About this exercise:
Go over the data below and say how many lines hold the word "heart". Only the number is needed.

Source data
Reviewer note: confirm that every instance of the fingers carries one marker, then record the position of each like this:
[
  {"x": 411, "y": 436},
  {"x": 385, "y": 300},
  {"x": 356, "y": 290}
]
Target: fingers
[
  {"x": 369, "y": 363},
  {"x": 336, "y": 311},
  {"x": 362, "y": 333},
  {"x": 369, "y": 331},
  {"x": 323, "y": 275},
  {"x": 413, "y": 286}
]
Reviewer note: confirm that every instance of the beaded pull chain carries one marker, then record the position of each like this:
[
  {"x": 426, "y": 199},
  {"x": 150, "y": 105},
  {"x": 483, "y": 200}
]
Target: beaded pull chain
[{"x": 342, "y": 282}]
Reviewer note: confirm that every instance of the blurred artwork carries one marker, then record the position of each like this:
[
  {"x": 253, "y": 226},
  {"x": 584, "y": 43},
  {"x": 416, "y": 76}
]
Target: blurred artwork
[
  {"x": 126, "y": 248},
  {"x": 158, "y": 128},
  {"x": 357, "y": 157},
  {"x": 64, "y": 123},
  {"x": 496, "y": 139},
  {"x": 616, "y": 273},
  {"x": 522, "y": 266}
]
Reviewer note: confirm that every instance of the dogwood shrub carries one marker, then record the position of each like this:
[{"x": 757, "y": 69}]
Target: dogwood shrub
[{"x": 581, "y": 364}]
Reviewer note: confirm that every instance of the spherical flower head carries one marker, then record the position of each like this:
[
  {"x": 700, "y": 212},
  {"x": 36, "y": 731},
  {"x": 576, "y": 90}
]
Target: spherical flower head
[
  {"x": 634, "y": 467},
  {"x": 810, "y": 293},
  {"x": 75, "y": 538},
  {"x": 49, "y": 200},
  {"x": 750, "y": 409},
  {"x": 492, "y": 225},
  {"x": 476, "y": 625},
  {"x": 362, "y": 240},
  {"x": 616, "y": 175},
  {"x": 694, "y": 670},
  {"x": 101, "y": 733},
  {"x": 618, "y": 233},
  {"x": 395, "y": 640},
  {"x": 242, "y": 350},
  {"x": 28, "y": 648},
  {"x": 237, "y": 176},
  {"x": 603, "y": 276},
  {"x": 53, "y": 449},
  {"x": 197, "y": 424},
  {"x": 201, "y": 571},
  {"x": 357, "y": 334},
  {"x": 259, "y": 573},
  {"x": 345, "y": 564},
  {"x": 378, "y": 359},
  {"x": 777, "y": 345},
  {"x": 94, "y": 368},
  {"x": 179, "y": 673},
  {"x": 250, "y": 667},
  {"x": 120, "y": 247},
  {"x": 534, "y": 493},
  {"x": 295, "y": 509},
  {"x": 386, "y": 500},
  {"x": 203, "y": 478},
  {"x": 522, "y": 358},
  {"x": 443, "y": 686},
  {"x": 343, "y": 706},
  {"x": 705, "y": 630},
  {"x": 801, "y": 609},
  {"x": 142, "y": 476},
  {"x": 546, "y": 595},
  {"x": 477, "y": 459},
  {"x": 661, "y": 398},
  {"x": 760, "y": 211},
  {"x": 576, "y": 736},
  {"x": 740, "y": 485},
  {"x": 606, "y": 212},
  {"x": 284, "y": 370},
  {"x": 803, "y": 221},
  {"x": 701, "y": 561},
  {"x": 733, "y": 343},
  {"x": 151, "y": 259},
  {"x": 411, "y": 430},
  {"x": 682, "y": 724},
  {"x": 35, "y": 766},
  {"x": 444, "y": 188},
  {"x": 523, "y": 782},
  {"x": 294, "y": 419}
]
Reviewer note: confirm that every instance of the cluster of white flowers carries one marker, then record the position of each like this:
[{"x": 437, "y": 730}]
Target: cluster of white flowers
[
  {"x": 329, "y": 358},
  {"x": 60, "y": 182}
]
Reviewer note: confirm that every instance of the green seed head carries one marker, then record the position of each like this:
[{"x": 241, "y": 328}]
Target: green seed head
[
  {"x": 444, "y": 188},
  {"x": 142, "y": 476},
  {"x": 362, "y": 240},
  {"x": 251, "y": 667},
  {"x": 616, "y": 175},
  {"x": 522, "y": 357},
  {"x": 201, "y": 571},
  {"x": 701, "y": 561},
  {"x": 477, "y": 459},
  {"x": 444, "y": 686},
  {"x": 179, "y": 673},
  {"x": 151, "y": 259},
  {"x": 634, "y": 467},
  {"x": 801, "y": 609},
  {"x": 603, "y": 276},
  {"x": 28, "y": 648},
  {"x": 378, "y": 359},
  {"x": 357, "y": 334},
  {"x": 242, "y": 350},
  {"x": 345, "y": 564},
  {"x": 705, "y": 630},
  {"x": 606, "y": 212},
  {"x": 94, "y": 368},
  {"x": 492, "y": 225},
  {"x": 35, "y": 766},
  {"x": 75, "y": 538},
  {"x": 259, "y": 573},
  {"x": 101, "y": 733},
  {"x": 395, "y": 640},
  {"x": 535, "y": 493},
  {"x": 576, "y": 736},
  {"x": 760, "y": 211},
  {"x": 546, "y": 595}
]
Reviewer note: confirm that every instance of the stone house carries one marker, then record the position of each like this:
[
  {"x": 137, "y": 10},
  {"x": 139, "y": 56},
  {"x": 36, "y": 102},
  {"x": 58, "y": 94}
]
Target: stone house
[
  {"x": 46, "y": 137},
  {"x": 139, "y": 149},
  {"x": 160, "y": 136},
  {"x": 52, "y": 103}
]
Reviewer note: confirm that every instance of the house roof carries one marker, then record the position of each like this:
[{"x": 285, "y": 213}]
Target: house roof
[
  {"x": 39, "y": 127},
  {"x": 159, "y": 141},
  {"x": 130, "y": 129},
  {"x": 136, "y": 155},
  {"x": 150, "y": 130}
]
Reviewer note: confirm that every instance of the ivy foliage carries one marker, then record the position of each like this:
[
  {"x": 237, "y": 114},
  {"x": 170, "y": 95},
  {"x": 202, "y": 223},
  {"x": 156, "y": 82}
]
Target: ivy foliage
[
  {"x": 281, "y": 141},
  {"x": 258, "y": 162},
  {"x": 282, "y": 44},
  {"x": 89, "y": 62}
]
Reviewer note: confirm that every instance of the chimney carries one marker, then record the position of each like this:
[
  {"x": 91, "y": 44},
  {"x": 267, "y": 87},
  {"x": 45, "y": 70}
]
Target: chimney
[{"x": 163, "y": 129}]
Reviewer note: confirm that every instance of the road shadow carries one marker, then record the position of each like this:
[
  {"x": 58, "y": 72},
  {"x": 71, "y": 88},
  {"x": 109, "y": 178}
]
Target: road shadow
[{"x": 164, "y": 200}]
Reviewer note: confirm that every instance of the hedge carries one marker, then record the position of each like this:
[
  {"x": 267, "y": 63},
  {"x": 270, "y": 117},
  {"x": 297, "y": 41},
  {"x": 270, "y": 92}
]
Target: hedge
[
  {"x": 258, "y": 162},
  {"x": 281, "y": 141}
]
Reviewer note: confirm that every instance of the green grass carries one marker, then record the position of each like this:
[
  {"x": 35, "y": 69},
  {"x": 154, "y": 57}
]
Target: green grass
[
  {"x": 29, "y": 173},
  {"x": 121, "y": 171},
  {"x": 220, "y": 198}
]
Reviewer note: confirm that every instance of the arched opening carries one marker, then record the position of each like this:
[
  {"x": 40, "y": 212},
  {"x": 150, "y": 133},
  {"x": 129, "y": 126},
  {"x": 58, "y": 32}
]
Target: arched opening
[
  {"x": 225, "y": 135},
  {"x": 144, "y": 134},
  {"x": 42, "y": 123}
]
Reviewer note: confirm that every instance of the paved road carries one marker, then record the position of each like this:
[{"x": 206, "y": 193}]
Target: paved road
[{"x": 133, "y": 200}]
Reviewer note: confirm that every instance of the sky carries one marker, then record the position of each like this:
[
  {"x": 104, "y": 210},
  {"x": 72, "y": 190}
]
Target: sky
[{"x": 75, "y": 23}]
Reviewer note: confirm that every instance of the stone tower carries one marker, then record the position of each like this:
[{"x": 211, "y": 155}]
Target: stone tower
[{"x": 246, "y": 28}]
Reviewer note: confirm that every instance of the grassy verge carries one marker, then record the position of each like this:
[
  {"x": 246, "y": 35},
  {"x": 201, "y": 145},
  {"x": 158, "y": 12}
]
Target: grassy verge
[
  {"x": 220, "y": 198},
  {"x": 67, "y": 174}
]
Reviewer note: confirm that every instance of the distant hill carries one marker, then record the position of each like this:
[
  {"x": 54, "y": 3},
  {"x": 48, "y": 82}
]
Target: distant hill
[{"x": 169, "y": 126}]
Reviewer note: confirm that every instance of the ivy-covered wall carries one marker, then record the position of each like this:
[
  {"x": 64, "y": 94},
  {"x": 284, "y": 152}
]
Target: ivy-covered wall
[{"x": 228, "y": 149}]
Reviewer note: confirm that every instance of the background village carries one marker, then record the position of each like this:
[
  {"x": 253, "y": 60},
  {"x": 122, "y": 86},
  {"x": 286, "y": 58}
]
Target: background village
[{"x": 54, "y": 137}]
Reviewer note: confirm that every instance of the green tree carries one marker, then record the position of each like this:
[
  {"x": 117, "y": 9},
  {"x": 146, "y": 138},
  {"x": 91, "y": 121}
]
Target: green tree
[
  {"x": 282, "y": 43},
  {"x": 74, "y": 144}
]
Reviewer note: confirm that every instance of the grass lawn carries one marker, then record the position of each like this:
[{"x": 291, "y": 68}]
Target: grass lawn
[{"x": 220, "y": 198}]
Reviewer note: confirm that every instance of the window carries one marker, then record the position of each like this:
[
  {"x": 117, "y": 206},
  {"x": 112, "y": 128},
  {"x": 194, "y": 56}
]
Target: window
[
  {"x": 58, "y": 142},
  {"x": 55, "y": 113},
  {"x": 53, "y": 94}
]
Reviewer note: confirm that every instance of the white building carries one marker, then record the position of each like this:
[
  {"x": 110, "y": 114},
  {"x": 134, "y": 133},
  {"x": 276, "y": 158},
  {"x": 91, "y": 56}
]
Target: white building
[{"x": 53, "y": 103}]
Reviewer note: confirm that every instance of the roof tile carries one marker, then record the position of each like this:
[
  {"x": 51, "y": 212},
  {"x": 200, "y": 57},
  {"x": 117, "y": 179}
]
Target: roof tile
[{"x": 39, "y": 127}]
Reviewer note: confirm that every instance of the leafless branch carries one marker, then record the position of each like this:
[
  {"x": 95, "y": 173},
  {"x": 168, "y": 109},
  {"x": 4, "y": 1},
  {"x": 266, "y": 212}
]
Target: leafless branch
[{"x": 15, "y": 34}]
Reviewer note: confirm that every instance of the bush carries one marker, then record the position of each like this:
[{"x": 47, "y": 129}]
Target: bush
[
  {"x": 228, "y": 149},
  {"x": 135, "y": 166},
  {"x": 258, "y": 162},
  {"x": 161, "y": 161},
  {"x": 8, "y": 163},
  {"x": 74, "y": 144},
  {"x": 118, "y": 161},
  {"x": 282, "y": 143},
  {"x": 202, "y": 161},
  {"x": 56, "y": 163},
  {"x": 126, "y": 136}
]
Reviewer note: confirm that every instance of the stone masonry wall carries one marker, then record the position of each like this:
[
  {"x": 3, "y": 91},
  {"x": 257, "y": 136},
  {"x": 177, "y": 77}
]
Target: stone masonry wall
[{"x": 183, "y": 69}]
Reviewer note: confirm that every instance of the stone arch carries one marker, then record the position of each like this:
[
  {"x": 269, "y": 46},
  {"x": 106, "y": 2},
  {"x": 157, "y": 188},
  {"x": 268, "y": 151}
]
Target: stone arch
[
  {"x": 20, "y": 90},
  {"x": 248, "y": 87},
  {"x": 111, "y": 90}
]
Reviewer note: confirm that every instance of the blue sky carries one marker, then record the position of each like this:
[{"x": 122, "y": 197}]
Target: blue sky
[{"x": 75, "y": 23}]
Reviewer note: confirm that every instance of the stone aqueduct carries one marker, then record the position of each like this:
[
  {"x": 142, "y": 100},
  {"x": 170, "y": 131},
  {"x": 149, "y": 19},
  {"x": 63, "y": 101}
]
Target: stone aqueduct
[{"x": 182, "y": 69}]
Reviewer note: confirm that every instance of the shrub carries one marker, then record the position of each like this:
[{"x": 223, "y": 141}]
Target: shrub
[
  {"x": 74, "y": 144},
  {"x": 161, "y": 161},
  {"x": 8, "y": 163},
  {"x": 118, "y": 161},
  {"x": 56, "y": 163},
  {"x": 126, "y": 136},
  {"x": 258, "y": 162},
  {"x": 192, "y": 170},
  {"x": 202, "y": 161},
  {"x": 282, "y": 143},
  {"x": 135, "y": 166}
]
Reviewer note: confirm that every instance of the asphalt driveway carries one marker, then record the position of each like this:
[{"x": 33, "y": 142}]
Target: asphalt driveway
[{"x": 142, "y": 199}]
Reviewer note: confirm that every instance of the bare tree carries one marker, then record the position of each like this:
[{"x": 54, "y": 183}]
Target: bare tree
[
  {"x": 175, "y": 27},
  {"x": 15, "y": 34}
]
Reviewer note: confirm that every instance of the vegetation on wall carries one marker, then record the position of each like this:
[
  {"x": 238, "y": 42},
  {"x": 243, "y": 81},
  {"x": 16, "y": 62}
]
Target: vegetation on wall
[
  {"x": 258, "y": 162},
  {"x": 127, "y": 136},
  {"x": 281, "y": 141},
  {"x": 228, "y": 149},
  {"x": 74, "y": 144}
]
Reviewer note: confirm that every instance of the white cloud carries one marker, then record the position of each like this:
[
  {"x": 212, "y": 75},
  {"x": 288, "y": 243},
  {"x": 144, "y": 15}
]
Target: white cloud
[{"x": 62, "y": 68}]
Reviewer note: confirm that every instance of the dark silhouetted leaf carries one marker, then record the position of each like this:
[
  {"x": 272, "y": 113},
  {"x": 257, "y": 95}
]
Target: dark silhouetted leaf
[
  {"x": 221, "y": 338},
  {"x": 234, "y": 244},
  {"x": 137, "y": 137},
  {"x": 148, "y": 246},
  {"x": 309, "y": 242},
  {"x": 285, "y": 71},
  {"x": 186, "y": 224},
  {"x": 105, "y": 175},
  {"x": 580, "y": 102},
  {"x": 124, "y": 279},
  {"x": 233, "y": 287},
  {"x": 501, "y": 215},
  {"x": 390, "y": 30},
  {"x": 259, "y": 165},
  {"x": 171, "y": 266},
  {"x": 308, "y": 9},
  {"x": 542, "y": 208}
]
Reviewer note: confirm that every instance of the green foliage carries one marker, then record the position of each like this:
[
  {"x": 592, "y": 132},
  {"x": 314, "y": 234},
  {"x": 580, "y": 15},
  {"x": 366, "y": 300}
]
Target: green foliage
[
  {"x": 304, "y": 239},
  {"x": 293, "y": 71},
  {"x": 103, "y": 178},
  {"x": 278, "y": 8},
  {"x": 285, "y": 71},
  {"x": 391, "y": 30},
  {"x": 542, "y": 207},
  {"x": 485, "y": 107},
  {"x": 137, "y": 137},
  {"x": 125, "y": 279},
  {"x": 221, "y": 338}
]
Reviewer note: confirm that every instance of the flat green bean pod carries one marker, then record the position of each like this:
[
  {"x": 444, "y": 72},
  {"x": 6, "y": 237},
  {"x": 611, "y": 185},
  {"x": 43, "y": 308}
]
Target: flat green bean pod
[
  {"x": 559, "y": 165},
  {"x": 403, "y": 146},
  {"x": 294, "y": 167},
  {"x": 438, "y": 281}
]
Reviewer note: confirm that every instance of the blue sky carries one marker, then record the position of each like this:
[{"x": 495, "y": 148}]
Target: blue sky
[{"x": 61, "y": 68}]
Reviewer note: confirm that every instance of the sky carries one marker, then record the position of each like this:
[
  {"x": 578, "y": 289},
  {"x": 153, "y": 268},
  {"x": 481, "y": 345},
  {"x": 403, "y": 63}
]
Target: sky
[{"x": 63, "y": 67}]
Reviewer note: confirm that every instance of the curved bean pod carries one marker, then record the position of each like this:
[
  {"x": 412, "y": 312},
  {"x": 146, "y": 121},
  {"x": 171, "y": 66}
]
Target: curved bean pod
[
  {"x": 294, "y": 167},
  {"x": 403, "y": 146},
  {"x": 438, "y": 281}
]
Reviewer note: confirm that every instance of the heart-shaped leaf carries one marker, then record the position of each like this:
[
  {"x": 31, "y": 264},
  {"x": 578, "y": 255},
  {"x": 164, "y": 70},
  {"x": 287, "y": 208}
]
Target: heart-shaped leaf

Problem solution:
2